**WRITTEN TASK A**
From the UADDLV post, output the passage starting at "My question is, what" and ending at "for any inputs!", copied word for word.
**WRITTEN TASK B**
Pick up the UADDLV post at the point where it stops and continue writing it.

**SUPPLIED PASSAGE**
Hi,
According to instruction guide, `UADDLV` instruction will add every vector element in the source SIMD&FP register together, and writes the scalar result to the destination SIMD&FP register.
My question is, what happens to the higher bits in the destination vector register? Are they deterministically cleared to 0, or not undefined (so unsafe to do any assumption)?
The context for this ask, is that I'm seeing this codegen (https://godbolt.org/z/xjohrjocd), and in particular for the following sequence, not sure about the content in the higher 16 bits of register `s0`. Thanks for any inputs!
uaddlv h0, v0.8bfmov w9, s0str x9, [x8]
uaddlv h0, v0.8b
fmov w9, s0
str x9, [x8]
Edit with more context
The example in godbolt link above is a little special, since the relevant function counts the number of bits that are set in a 64-bit integer; in other words, the number of bits is guaranteed to be no greater than 64, and a 16-bit integer is sufficient to store it.

**STORED DATA**

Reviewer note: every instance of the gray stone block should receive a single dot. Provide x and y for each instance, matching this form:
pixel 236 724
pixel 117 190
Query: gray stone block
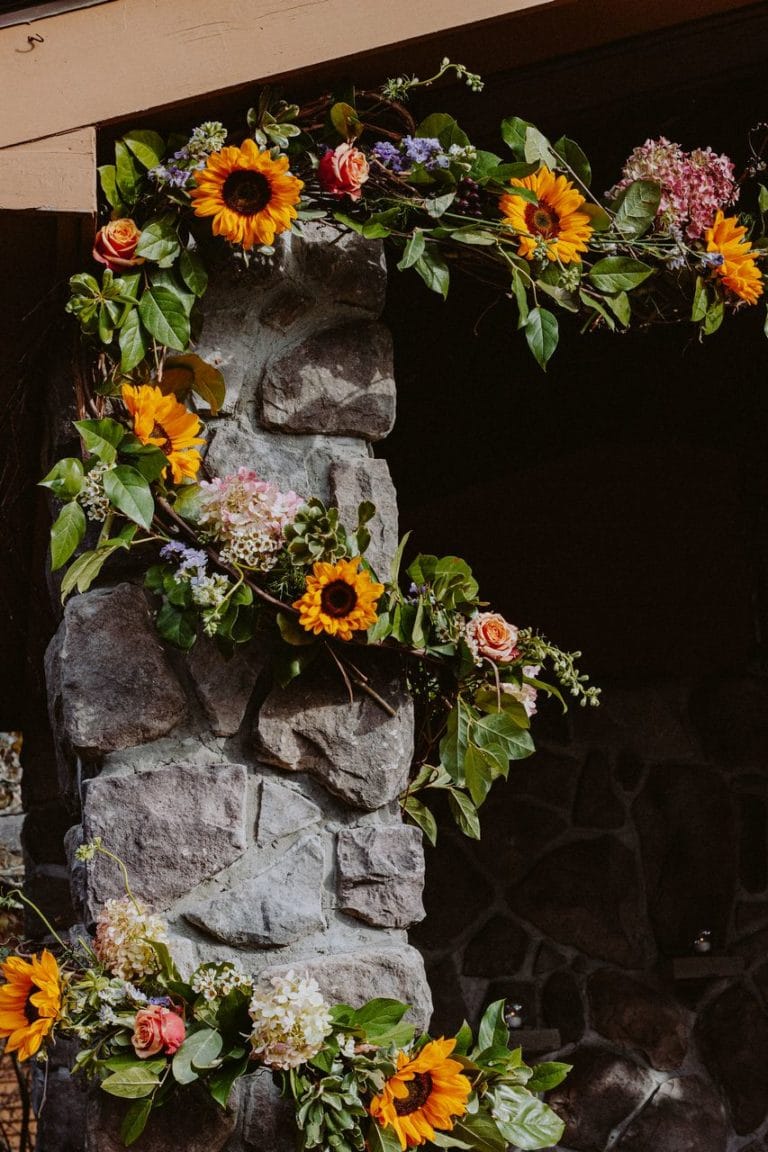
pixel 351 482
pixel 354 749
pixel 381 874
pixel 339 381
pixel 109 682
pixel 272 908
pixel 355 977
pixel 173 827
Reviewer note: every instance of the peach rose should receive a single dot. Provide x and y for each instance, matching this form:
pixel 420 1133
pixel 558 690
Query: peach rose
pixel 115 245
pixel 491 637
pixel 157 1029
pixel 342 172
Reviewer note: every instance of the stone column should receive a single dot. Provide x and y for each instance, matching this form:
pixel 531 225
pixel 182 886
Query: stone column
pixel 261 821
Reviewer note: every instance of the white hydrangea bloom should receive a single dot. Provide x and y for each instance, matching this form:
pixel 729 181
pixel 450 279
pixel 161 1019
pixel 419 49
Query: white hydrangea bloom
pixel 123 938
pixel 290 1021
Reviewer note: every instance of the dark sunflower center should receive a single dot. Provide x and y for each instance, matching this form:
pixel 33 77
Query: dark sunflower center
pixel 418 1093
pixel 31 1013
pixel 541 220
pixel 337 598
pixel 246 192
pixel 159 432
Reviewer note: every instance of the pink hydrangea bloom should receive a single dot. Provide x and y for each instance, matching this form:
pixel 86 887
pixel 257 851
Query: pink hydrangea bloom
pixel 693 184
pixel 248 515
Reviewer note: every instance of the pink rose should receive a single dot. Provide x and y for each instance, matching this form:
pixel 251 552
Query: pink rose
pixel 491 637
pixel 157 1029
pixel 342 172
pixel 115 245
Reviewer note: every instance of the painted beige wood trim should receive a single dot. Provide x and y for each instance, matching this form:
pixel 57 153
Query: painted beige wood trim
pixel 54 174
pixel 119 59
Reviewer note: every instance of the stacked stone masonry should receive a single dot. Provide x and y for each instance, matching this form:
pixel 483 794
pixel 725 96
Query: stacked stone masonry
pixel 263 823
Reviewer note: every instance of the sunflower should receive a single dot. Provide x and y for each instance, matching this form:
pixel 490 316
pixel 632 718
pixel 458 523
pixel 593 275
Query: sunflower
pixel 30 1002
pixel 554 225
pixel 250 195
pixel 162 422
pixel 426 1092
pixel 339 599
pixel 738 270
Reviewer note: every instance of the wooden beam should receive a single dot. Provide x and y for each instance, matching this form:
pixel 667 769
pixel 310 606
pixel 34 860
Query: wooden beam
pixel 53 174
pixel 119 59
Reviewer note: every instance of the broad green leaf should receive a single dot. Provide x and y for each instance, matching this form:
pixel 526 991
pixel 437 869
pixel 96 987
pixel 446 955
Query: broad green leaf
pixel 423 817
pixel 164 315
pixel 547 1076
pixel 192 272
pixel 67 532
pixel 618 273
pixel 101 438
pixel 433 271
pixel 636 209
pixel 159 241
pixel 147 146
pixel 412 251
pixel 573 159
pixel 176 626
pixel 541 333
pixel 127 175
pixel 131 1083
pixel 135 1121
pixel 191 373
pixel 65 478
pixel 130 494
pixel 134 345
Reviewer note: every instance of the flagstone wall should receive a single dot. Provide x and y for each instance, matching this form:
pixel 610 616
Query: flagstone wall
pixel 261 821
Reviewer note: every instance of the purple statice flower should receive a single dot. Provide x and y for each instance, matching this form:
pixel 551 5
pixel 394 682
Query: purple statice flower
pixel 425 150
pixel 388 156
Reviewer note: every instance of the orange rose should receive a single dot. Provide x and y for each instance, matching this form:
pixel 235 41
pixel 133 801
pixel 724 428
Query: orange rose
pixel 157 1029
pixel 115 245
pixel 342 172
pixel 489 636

**EXERCISE OUTPUT A**
My question is, what happens to the higher bits in the destination vector register? Are they deterministically cleared to 0, or not undefined (so unsafe to do any assumption)?
The context for this ask, is that I'm seeing this codegen (https://godbolt.org/z/xjohrjocd), and in particular for the following sequence, not sure about the content in the higher 16 bits of register `s0`. Thanks for any inputs!

**EXERCISE OUTPUT B**
Also, by `-print-after-all` of `llvm llc`, there are `undef` flags seen in a defined register. According to LLVM MachineOperand.h comments
/// IsUndef - True if this register operand reads an "undef" value, i.e. the
/// read value doesn't matter. This flag can be set on both use and def
/// operands. On a sub-register def operand, it refers to the part of the
/// register that isn't written. On a full-register def operand, it is a
/// noop. See readsReg().
Any writes to a register, unless explicitly stated otherwise by the instruction will always clear the other bits to 0.
An example of such an instruction is https://developer.arm.com/documentation/ddi0596/2021-12/SIMD-FP-Instructions/ADDHN--ADDHN2--Add-returning-High-Narrow-
where we explicitly state what happens because it deviates from the norm.
See the full architecture description document https://developer.arm.com/documentation/ddi0487/ha/?lang=en and look at section C1.2 on page C1-228 (if looking at revision H.a of the document.)